- [Exercise requirements] Can you swap "woman's" for "person's" in the entries from the line containing "mark any fingernail" through the end of the entries, both ends included, and give back only those lines with everything else unchanged?

- [Dataset rows]
>>>

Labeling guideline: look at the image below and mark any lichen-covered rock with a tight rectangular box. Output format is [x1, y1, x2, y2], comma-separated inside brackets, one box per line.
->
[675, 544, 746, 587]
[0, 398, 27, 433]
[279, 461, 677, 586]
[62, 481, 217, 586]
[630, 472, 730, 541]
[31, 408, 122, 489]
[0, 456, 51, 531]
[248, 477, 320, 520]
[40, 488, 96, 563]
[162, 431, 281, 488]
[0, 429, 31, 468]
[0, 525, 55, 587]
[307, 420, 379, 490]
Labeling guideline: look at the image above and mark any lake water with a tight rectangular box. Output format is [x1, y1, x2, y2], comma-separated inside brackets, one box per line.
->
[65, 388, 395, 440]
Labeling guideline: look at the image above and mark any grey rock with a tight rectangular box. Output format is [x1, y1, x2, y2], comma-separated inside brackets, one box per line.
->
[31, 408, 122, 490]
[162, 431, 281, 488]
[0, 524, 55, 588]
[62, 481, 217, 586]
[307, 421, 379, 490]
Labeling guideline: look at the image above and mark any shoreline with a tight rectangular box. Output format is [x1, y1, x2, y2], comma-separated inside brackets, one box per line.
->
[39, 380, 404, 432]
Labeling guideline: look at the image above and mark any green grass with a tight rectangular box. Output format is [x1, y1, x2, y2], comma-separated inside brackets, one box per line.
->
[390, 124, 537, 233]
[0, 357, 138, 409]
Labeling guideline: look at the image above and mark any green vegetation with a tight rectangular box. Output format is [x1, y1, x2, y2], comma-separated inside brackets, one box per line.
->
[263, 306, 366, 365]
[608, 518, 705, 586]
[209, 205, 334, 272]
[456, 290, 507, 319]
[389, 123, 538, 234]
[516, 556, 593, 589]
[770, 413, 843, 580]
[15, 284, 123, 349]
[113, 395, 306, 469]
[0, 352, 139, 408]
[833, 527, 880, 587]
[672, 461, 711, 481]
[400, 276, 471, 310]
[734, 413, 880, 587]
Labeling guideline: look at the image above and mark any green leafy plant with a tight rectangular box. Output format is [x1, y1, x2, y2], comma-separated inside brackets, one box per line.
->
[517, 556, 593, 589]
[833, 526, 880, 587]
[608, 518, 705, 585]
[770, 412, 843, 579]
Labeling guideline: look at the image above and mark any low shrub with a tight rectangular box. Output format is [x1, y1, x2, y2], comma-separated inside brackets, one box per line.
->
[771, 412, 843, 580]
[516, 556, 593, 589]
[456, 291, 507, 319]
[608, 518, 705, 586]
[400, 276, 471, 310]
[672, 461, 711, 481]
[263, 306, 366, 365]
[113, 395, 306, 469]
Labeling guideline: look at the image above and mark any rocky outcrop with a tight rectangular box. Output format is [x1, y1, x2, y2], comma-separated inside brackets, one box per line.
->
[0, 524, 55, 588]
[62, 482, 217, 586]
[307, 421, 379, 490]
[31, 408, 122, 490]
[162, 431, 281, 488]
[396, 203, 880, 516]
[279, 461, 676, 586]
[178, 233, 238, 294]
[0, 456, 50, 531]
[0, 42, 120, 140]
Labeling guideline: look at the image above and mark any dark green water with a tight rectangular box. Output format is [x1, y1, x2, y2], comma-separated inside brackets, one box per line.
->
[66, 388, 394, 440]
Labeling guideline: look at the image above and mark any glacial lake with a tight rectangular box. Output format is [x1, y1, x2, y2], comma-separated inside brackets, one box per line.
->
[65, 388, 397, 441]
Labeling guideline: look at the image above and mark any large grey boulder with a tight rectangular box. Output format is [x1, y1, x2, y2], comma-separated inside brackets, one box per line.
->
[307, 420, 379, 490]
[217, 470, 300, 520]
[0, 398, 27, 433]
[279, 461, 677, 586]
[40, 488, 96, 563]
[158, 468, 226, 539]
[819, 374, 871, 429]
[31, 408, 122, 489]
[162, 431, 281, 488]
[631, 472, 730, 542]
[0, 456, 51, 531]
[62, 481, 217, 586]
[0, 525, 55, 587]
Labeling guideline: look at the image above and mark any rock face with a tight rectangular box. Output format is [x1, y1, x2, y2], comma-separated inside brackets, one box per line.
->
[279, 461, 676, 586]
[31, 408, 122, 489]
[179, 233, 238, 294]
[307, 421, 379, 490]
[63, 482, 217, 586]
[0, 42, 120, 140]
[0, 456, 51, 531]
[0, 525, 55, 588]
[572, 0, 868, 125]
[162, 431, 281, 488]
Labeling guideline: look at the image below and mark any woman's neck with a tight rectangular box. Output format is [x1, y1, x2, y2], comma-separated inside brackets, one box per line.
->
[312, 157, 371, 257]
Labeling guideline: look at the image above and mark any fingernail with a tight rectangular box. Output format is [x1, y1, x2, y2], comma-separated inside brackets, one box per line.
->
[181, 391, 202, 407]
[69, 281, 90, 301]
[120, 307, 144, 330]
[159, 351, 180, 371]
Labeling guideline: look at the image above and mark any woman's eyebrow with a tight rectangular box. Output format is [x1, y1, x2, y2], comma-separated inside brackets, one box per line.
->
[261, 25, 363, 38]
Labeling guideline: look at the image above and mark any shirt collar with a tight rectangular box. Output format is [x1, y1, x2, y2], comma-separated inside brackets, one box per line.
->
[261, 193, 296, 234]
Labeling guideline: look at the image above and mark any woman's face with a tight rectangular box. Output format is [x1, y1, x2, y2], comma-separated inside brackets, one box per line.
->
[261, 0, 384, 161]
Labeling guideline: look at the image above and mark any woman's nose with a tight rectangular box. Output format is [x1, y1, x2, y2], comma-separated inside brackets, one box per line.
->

<<<

- [The solution]
Labeling guideline: look at the image above and mark any fingernail with a tight rectangular box. Output format is [x1, y1, x2, y2], comma-separated inside brackets, one box per line.
->
[181, 391, 202, 407]
[69, 281, 90, 301]
[120, 307, 144, 330]
[159, 351, 180, 371]
Labeling guideline: look at the image above and mark any person's eyebrow with a tight rectangular box. Output format is [x1, y1, x2, y2], comma-separated inside brackets, one box per line.
->
[261, 25, 363, 38]
Labeling guideline: look at the image above and mark any shirt collar with a tight rectangular box. Output format is [x1, y1, x2, y2], comma-separated inside brackets, one box per line.
->
[261, 193, 296, 234]
Labeling guideline: look at the image above and mark any person's face with a tight rectangular box. Output format is [x1, y1, x2, y2], comma-separated inside brackets, one box per line.
->
[261, 0, 384, 161]
Labeling guideline: look at the image above and mark any person's nose with a tight rectangular box. Output format is [x1, y1, x2, y2], comma-separated inside brackets, one box per line.
->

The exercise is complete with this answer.